■ INSTRUKSI TERTULIS 1: Tambahkan -47 pada setiap angka koordinat di bagian jawaban. Tuliskan kembali semua baris catatan di bawah, termasuk permintaannya, mulai dari awal catatan sampai dengan baris yang memuat "point(377, 239)". Angka dalam permintaan dan contoh formatnya tidak diubah, dan gambar tidak perlu disertakan dalam jawaban.

Setiap tanggal 16 Oktober, dunia merayakan Hari Pangan Sedunia, yang bertujuan untuk meningkatkan kesadaran tentang isu-isu yang berkaitan dengan pangan global. Tahun ini, tema yang diusung adalah “Berkolaborasi untuk Makanan yang Lebih Baik dan Masa Depan yang Lebih Baik,” mengajak semua pihak, dari individu hingga institusi, untuk bekerja sama dalam mewujudkan ketahanan pangan secara menyeluruh.
Indonesia, sebagai salah satu negara dengan kekayaan pangan lokal yang melimpah, memiliki banyak contoh yang patut diperhatikan. Salah satunya adalah tempe, makanan berbahan dasar kedelai yang kini semakin diminati di seluruh dunia karena nilai gizinya yang tinggi dan peranannya dalam mencapai ketahanan pangan.

■ DATA MASUKAN:
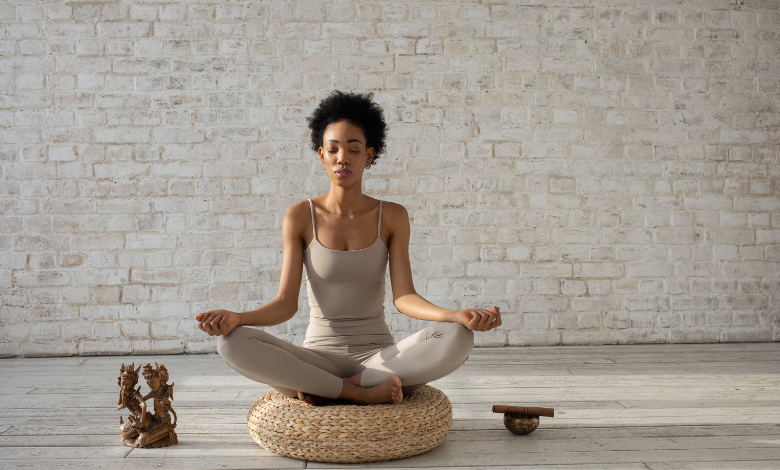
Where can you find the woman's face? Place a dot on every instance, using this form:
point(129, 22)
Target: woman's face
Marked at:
point(344, 153)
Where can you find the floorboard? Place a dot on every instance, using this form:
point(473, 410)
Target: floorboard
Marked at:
point(634, 407)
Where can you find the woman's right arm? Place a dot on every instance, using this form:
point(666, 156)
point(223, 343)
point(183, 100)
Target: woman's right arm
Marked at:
point(285, 305)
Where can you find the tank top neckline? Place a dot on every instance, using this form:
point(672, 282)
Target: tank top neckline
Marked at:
point(377, 239)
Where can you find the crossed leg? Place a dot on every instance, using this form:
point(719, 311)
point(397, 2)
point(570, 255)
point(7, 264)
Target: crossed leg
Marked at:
point(427, 355)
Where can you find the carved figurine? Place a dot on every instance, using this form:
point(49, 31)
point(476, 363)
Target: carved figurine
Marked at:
point(144, 429)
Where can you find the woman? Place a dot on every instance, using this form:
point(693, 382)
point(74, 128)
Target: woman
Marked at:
point(344, 239)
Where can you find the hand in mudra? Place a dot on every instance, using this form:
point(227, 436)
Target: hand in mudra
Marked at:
point(217, 322)
point(479, 319)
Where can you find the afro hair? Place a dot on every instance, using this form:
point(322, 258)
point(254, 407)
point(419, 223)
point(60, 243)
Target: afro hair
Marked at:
point(359, 110)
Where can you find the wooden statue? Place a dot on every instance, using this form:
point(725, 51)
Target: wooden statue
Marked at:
point(144, 429)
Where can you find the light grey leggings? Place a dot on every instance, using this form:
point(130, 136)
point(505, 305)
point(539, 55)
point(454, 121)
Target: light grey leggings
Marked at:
point(427, 355)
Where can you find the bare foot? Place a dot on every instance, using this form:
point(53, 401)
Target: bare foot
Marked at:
point(313, 400)
point(389, 391)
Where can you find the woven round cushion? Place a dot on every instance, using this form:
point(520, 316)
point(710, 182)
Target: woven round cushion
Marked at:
point(351, 433)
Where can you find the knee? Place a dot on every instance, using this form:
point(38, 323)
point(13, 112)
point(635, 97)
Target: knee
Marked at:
point(228, 345)
point(462, 338)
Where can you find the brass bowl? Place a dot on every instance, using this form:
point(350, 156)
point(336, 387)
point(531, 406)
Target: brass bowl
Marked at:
point(520, 424)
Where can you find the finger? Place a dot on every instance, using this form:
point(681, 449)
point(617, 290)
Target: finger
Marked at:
point(473, 321)
point(211, 324)
point(483, 320)
point(490, 317)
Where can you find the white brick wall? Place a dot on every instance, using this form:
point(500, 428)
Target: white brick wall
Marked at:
point(605, 172)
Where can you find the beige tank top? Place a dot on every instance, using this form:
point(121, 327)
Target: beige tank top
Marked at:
point(346, 292)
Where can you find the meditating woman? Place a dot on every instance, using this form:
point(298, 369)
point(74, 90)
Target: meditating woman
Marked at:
point(344, 239)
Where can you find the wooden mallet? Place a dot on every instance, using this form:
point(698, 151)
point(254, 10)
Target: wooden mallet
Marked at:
point(522, 419)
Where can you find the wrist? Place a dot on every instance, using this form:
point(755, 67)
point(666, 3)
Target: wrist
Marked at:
point(451, 316)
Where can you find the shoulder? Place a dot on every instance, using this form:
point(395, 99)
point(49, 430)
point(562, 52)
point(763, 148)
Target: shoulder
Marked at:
point(297, 216)
point(299, 211)
point(393, 209)
point(394, 214)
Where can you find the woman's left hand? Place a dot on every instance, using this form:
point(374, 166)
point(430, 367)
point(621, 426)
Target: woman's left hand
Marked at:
point(479, 319)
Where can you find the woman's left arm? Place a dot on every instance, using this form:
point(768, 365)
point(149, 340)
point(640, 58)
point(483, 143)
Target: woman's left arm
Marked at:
point(405, 297)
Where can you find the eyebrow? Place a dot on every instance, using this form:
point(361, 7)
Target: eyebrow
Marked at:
point(350, 140)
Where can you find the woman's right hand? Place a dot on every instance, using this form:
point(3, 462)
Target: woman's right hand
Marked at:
point(217, 322)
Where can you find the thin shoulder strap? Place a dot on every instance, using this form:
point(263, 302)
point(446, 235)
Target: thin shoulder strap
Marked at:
point(314, 231)
point(379, 224)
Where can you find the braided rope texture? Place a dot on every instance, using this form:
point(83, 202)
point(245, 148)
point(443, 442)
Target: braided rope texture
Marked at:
point(351, 433)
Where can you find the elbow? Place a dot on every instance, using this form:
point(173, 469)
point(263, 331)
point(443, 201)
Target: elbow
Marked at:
point(401, 298)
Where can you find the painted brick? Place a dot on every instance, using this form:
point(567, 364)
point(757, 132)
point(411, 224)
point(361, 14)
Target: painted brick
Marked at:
point(606, 174)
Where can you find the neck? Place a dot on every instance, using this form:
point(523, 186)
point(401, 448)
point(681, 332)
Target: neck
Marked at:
point(345, 201)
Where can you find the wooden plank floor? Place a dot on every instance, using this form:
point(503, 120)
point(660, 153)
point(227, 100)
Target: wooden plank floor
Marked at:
point(707, 406)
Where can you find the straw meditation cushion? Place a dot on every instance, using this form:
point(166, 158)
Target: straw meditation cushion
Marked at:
point(351, 433)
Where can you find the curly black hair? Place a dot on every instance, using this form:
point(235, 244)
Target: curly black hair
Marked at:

■ INSTRUKSI TERTULIS 2: Lanjutkan teks tentang Hari Pangan Sedunia dan tempe di atas, mulai setelah kalimat terakhirnya.

■ JAWABAN YANG DIHARAPKAN 1:
Where can you find the woman's face? Place a dot on every instance, using this form:
point(129, 22)
Target: woman's face
Marked at:
point(297, 106)
Where can you find the floorboard? Place a dot on every instance, using this form:
point(473, 410)
Target: floorboard
Marked at:
point(587, 360)
Where can you find the woman's right arm? Place a dot on every instance, using this form:
point(666, 156)
point(223, 343)
point(183, 100)
Target: woman's right arm
Marked at:
point(238, 258)
Where can you find the tank top neckline? Place a dot on every instance, using this form:
point(672, 282)
Target: tank top neckline
Marked at:
point(330, 192)

■ JAWABAN YANG DIHARAPKAN 2:
Tempe bukan sekadar makanan sehar-hari bagi masyarakat Indonesia, tetapi juga menjadi simbol dari potensi dan keberlanjutan pangan lokal. Kontribusinya dalam ketahanan pangan global menunjukkan bahwa makanan lokal bisa memberikan alternatif yang menarik dan berbertahan lama.
Sejarah dan Asal Usul Tempe dalam Budaya Indonesia
Sejarah tempe berawal dari kedelai, yang diyakini diperkenalkan oleh para pedagang Tionghoa ke Nusantara sebelum abad ke-10. Kedelai menjadi bahan dasar untuk dua makanan ikonik Indonesia, yaitu tempe dan tahu, yang masing-masing memiliki keunikan dan nilai gizi tersendiri.
Meskipun tahu memiliki jejak sejarah yang lebih tua, tempe baru mulai dikenal secara tertulis dalam Serat Centhini pada abad ke-16. Dalam teks kuno tersebut, tempe disebut dalam konteks hidangan yang menggambarkan kekayaan kuliner daerah Jawa.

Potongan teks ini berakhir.